Arbeitsauftrag: Kannst du den Text über Max Frischs Erzählung „Montauk“ vollständig und unverändert abtippen?

Gezeigter Textauszug:

•••••

Es existiert aber auch ein anderer Max Frisch, und das ist ein Autor, der einem heute noch nah sein kann. Ihm kann man am besten in „Montauk“ begegnen, dieser 1975 erschienenen, 200 großzügig bedruckte Seiten schmalen Erzählung über ein Liebeswochenende in einem amerikanischen Urlaubsort, die sich nun beim Wiederlesen wirklich wieder als Juwel erweist.

Zwar gibt es keinen Grund, die autobiografischen Hintergründe des Buches – eine Affäre mit der über dreißig Jahre jüngeren Verlagsfrau Alice Locke-Carey – irgendwie zu verbrämen. Aber was Max Frisch literarisch daraus macht, ist großartig. Nicht nur, weil hier jede Heroik fehlt. Nicht nur, weil Max Frisch in dieses Wochenende autobiografische Lebensreflexionen einfließen lässt, die von einer Gelassenheit jenseits aller Schonungslosigkeit sich selbst gegenüber sind (zu Ingeborg Bachmann: „Das Ende haben wir nicht gut bestanden, beide nicht“). Sondern vor allem, weil Max Frisch Stimmungen und Szenen aufscheinen lassen und einfach stehen lassen kann.

Der Spaziergang durch die Dünen, bei dem das Paar das Meer nicht findet. Das abendliche Essen im Restaurant am Meer. Das Autofahren in den USA und in Europa. Die Reflexionen über die Eifersucht. Das ist ein Max Frisch, der nichts beweisen muss. Er sei „ohne Botschaft“, heißt es an einer Stelle und trotzig weiter: „Er hat keine und lebt trotzdem.“ Schön auch die Stelle, an der er sich gegen Verlautbarungen wendet, nach denen die Liebe in der Literatur in allen Varianten ein für allemal dargestellt sei. „Sie verkennen, dass das Verhältnis zwischen den Geschlechtern sich ändert, dass andere Liebesgeschichten stattfinden werden.“ „Montauk“ ist ein Buch, das mit viel Ehrlichkeit geschrieben ist. Das vor allem ohne Ausrufezeichen geschrieben ist. Und mit großer Neugier den eigenen Erfahrungen gegenüber.

•••••

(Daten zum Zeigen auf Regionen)
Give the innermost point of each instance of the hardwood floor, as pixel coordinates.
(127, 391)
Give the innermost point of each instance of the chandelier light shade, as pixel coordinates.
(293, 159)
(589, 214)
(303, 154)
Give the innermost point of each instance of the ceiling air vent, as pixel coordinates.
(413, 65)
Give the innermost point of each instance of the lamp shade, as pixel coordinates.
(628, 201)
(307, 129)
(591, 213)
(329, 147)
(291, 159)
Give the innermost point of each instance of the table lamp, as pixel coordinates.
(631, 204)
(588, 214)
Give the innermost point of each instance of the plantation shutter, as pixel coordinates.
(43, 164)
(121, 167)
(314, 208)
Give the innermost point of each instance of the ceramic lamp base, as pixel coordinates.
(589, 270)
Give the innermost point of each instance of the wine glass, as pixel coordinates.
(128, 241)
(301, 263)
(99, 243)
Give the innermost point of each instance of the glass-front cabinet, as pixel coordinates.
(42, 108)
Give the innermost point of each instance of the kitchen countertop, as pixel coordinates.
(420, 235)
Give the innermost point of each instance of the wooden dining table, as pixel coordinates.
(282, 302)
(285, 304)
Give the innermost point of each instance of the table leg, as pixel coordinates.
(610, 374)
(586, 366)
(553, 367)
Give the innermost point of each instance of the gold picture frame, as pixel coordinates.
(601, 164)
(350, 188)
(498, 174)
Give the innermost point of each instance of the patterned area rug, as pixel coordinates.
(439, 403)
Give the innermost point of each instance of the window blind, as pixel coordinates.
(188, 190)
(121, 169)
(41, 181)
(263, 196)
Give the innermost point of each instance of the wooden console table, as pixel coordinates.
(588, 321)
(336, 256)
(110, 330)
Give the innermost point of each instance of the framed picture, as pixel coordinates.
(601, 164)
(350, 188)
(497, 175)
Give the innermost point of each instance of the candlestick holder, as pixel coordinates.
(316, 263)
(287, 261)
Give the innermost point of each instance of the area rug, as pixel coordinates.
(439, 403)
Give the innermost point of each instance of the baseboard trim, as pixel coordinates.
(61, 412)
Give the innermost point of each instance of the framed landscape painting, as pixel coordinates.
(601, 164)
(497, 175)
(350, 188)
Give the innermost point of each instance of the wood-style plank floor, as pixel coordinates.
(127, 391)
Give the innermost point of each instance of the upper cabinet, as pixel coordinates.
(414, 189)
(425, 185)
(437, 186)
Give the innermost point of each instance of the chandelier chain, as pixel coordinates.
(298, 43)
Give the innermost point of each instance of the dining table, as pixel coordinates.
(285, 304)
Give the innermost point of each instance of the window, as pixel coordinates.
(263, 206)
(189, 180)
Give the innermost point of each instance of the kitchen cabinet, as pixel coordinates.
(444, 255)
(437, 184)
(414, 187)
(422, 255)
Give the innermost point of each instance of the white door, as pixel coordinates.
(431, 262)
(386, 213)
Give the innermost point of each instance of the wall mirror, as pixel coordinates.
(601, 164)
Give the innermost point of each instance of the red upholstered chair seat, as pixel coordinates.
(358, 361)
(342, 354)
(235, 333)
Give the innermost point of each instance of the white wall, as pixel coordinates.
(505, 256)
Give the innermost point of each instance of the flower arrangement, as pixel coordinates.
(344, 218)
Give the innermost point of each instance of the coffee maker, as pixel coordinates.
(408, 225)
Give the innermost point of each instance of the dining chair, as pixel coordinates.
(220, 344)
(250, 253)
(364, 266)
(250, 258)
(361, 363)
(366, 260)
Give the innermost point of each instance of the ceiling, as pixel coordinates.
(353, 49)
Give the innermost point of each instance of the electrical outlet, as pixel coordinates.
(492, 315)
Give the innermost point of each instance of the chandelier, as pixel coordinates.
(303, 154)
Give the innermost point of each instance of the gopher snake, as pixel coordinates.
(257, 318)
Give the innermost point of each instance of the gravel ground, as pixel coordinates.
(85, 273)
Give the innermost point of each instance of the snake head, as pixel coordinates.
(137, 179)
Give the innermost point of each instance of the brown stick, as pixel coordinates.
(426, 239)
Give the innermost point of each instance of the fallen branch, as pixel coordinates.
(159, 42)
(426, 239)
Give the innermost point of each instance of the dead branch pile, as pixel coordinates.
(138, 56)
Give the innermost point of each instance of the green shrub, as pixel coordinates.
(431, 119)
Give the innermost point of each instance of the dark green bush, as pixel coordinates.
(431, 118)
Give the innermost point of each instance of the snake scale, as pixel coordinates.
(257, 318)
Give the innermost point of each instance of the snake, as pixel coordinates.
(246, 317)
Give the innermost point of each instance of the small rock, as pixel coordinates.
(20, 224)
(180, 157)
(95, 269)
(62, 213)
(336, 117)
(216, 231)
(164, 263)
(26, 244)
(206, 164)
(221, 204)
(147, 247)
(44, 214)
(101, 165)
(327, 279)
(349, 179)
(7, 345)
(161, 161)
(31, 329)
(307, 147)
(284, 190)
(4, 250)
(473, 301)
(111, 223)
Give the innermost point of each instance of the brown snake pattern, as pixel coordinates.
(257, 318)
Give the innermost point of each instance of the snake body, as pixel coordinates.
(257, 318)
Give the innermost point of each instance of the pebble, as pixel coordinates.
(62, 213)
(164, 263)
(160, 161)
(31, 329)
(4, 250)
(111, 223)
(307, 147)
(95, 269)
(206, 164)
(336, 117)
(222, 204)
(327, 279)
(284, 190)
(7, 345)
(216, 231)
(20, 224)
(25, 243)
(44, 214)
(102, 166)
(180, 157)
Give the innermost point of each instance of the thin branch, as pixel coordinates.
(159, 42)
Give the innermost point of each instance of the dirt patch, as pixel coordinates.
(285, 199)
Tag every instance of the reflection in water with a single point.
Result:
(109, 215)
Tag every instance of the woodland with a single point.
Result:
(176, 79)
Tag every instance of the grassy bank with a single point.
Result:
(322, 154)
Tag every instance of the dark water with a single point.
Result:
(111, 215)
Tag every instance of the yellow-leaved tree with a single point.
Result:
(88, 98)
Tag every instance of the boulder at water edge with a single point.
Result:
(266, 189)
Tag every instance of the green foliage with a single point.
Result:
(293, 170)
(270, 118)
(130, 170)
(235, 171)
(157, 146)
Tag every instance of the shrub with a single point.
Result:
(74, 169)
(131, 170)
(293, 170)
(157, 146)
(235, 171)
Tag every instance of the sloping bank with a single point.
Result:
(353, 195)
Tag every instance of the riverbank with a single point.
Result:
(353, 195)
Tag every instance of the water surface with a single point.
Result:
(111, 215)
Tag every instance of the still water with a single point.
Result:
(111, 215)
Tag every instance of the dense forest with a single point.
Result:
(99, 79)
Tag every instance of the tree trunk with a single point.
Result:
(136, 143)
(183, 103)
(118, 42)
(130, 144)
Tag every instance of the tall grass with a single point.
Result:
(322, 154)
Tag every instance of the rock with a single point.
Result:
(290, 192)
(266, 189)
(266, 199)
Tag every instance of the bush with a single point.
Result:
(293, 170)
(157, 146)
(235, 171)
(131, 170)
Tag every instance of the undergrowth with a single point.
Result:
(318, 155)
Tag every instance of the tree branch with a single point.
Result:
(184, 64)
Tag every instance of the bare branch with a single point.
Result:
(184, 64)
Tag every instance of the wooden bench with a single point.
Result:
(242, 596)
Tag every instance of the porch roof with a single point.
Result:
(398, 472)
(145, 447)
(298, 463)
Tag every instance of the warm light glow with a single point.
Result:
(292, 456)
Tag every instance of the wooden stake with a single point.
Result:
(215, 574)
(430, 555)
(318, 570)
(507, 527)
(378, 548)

•••••

Aufgabenlösung:
Es existiert aber auch ein anderer Max Frisch, und das ist ein Autor, der einem heute noch nah sein kann. Ihm kann man am besten in „Montauk“ begegnen, dieser 1975 erschienenen, 200 großzügig bedruckte Seiten schmalen Erzählung über ein Liebeswochenende in einem amerikanischen Urlaubsort, die sich nun beim Wiederlesen wirklich wieder als Juwel erweist.

Zwar gibt es keinen Grund, die autobiografischen Hintergründe des Buches – eine Affäre mit der über dreißig Jahre jüngeren Verlagsfrau Alice Locke-Carey – irgendwie zu verbrämen. Aber was Max Frisch literarisch daraus macht, ist großartig. Nicht nur, weil hier jede Heroik fehlt. Nicht nur, weil Max Frisch in dieses Wochenende autobiografische Lebensreflexionen einfließen lässt, die von einer Gelassenheit jenseits aller Schonungslosigkeit sich selbst gegenüber sind (zu Ingeborg Bachmann: „Das Ende haben wir nicht gut bestanden, beide nicht“). Sondern vor allem, weil Max Frisch Stimmungen und Szenen aufscheinen lassen und einfach stehen lassen kann.

Der Spaziergang durch die Dünen, bei dem das Paar das Meer nicht findet. Das abendliche Essen im Restaurant am Meer. Das Autofahren in den USA und in Europa. Die Reflexionen über die Eifersucht. Das ist ein Max Frisch, der nichts beweisen muss. Er sei „ohne Botschaft“, heißt es an einer Stelle und trotzig weiter: „Er hat keine und lebt trotzdem.“ Schön auch die Stelle, an der er sich gegen Verlautbarungen wendet, nach denen die Liebe in der Literatur in allen Varianten ein für allemal dargestellt sei. „Sie verkennen, dass das Verhältnis zwischen den Geschlechtern sich ändert, dass andere Liebesgeschichten stattfinden werden.“ „Montauk“ ist ein Buch, das mit viel Ehrlichkeit geschrieben ist. Das vor allem ohne Ausrufezeichen geschrieben ist. Und mit großer Neugier den eigenen Erfahrungen gegenüber.